**Exercise aim:** In the records below, find the line containing "point: the distant mountain ridge, a"; copy exactly that line and all lines after it to the end, and nothing else.

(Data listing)
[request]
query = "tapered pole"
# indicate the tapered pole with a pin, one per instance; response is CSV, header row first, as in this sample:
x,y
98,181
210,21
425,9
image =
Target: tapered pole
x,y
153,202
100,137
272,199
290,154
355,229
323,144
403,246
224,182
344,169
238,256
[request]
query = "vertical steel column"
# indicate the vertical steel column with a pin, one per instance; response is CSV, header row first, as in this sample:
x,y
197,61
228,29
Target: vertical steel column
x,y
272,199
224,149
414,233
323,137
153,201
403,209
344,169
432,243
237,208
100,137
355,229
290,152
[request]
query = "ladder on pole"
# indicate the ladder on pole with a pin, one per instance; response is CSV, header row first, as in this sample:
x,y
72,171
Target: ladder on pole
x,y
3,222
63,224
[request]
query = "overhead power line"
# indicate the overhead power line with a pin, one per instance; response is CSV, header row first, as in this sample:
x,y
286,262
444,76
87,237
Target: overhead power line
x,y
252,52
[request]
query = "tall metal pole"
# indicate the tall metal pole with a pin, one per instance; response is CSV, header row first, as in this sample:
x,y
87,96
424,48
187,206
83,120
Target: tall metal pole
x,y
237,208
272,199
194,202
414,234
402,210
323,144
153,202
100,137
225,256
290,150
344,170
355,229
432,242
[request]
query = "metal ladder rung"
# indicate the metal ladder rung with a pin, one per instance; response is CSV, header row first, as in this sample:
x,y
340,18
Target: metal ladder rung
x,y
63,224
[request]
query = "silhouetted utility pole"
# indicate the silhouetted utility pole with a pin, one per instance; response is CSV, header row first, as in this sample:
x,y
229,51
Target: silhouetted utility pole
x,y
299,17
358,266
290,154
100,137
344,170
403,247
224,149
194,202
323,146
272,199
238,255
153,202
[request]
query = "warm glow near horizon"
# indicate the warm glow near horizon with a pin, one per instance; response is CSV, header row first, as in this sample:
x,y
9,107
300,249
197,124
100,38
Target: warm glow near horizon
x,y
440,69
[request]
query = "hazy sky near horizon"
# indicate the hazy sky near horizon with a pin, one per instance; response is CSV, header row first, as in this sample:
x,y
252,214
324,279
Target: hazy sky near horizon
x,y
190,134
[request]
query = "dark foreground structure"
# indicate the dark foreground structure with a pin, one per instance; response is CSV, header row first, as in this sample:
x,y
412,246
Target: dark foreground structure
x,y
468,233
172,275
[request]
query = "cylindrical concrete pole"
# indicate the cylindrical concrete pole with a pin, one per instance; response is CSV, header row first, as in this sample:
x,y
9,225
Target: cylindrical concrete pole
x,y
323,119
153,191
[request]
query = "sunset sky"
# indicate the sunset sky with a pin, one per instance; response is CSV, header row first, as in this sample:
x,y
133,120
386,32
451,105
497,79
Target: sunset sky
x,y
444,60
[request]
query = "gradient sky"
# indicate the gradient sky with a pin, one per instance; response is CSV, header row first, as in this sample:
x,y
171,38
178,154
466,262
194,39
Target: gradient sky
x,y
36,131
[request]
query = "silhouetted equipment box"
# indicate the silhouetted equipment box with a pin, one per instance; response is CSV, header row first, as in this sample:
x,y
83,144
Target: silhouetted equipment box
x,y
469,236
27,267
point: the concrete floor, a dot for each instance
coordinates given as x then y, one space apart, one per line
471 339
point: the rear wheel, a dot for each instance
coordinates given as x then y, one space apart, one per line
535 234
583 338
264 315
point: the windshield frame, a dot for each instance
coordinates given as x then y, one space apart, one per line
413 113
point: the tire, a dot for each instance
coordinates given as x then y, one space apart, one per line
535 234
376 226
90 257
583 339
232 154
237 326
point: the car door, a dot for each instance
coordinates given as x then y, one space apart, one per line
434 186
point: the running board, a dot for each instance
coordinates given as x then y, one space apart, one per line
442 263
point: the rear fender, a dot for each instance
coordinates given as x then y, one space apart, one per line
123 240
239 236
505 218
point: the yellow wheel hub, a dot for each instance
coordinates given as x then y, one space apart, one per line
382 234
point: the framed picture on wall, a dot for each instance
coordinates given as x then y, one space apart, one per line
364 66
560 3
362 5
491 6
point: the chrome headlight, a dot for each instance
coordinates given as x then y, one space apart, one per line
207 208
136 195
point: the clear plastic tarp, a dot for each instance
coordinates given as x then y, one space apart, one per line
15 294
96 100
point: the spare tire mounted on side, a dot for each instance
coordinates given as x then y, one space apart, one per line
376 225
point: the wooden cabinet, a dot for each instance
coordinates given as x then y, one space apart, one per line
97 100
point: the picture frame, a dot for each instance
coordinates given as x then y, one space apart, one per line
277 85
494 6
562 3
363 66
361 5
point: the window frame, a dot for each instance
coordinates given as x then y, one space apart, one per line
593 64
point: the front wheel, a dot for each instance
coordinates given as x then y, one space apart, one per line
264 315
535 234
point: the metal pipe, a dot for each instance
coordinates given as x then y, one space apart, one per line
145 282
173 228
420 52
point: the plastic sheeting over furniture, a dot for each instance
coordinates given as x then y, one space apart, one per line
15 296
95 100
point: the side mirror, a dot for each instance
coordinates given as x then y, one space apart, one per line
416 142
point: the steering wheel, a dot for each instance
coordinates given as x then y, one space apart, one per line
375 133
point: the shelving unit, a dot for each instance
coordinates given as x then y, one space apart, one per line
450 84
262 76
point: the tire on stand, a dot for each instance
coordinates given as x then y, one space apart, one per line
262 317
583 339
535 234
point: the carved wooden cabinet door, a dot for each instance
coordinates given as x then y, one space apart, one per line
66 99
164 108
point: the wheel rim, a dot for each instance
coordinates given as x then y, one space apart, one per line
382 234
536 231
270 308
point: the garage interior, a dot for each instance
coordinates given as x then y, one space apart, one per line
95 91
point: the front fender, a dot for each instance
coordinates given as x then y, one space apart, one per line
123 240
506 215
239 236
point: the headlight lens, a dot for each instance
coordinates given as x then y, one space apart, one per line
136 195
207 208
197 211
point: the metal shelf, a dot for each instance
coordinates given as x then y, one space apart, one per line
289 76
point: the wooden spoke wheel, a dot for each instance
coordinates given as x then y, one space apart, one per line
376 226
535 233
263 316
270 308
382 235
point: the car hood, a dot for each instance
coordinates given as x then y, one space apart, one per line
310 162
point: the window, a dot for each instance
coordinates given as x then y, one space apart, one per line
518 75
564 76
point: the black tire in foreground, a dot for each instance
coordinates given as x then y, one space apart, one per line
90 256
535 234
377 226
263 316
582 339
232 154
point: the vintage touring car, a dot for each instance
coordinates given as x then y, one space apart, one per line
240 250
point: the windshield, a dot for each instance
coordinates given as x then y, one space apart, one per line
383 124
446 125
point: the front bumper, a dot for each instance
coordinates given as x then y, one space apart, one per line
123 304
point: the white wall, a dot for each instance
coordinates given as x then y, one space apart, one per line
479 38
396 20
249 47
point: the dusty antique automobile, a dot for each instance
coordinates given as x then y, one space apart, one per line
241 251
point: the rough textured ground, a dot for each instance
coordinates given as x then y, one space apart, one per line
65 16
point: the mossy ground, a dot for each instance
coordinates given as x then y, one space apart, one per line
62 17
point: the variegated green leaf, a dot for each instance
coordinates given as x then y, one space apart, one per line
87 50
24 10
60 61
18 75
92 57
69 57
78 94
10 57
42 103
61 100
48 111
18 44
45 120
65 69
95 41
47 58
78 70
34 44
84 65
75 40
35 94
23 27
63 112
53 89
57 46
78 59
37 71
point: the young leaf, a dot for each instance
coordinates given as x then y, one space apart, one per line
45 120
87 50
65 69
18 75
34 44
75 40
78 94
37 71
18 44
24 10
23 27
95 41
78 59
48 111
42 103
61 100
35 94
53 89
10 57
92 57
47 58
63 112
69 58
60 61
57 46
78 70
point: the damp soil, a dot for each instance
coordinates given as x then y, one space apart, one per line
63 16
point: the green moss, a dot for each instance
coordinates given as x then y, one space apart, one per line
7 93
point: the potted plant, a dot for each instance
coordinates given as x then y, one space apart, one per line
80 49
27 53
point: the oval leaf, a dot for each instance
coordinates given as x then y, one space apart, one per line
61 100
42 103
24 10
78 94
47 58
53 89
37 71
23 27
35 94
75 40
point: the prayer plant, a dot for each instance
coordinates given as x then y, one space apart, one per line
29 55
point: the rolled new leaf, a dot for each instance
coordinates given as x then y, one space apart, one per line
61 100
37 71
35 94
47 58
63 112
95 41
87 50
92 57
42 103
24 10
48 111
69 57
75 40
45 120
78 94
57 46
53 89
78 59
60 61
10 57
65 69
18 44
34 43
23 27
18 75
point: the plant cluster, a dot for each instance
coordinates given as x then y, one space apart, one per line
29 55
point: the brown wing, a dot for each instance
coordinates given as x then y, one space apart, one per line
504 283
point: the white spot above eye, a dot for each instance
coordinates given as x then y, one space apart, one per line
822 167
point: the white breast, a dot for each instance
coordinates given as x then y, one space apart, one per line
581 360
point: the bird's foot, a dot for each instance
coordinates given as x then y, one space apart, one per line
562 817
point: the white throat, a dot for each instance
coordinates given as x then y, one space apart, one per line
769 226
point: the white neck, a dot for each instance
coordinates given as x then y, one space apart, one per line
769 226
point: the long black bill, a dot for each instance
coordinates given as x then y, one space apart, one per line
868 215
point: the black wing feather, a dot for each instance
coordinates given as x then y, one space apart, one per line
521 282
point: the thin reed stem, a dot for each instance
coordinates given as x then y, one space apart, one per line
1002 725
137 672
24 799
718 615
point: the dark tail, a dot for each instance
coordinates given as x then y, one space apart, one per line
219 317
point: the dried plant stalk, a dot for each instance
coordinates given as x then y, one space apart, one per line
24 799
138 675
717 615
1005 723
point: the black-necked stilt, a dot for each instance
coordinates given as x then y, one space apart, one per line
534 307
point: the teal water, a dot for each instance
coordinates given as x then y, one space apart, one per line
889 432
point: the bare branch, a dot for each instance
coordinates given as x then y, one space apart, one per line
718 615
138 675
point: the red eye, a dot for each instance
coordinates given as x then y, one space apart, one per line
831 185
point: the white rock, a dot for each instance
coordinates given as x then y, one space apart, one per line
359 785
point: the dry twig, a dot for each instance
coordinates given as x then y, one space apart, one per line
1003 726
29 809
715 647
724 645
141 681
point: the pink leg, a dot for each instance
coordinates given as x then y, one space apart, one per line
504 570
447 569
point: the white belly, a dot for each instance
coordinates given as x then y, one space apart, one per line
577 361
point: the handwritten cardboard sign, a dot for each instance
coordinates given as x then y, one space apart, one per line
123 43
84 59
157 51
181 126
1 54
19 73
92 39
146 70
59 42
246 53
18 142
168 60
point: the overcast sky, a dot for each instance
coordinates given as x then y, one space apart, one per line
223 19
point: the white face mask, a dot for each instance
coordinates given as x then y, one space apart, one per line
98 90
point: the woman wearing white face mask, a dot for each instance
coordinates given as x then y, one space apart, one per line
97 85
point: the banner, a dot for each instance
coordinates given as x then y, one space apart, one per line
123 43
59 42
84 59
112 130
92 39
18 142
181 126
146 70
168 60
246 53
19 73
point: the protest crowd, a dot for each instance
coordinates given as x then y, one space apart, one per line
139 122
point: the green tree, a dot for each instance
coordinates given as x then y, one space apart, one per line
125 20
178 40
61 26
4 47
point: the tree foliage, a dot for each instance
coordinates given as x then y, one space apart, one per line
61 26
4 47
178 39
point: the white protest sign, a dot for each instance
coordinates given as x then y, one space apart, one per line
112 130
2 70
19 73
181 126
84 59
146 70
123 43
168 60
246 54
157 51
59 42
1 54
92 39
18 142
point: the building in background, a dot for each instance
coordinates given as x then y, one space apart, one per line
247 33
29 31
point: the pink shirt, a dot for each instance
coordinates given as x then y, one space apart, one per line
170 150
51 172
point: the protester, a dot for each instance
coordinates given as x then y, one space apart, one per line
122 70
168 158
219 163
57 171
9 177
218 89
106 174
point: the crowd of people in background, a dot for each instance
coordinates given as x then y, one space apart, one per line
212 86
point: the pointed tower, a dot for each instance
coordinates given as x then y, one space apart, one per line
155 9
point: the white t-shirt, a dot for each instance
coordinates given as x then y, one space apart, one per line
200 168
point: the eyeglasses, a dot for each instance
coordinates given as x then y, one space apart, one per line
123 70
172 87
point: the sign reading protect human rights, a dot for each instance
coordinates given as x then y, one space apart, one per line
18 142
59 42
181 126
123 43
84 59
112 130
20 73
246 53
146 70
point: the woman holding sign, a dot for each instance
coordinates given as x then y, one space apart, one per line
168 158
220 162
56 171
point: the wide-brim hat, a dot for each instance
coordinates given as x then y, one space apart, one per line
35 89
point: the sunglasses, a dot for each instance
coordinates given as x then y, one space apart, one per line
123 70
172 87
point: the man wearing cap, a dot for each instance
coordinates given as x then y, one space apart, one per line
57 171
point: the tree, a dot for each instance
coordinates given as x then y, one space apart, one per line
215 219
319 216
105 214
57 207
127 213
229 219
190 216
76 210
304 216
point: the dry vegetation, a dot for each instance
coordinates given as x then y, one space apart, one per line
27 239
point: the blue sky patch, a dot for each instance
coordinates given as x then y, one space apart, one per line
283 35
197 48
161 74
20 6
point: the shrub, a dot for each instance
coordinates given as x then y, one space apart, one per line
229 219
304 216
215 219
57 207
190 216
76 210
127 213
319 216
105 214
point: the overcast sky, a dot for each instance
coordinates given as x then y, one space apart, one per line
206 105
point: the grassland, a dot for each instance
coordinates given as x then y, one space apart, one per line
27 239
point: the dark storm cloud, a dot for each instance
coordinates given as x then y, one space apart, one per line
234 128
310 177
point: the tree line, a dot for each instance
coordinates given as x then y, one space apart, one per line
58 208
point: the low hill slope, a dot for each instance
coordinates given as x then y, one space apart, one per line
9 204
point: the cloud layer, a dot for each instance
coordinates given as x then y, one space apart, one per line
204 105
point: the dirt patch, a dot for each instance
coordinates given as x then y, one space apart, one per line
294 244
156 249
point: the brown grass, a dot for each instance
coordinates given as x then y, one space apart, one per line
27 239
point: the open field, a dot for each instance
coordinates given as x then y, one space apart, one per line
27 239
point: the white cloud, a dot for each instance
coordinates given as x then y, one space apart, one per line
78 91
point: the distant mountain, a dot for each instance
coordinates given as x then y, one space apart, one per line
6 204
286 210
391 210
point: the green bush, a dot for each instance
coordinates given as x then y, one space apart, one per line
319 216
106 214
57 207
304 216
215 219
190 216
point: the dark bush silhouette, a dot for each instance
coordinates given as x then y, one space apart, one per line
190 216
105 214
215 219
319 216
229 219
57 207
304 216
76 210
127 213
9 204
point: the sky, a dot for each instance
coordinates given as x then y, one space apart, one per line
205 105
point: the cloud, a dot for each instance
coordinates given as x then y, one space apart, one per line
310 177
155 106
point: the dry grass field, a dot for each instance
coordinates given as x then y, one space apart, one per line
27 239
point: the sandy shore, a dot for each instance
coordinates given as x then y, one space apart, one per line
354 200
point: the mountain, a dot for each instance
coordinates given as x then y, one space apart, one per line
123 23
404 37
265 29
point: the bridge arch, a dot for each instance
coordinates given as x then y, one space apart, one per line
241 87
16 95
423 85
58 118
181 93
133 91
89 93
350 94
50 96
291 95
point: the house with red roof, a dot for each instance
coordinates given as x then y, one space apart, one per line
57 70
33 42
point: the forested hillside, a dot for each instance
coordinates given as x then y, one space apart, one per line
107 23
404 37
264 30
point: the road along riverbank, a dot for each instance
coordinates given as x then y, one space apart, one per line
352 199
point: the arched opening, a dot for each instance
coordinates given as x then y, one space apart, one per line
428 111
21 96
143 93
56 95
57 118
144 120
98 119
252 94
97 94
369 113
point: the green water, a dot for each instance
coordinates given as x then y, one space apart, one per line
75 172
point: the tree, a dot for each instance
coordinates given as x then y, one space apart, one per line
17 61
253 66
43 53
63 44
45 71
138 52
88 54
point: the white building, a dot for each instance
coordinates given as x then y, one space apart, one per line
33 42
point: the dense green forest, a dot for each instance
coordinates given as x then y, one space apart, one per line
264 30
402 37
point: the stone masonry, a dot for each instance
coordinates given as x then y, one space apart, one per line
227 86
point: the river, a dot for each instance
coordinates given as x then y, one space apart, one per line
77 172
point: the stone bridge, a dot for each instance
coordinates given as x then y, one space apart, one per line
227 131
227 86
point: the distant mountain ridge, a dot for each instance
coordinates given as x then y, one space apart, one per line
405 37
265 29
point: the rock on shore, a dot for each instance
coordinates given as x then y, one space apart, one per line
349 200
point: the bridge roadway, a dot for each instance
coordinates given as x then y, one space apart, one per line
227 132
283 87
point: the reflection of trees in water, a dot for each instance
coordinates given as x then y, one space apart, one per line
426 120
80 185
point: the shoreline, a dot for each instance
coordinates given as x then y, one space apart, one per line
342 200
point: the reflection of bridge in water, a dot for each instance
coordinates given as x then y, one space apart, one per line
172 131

**Written response:**
point: the distant mountain ridge, a dot for each instance
coordinates given as x then y, one space apart, one per line
405 37
265 29
point: the rock on shore, a dot for each instance
coordinates given as x then y, one space apart, one per line
349 200
point: the bridge roadway, a dot for each instance
coordinates given as x then y, one space apart, one per line
227 132
283 87
point: the reflection of trees in water, a dot for each instance
coordinates given as x then y, one space apart, one per line
426 120
80 185
point: the shoreline, a dot for each instance
coordinates given as x then y, one space apart, one per line
342 200
point: the reflection of bridge in water, a dot for each instance
coordinates given as x then y, one space apart, one per line
172 131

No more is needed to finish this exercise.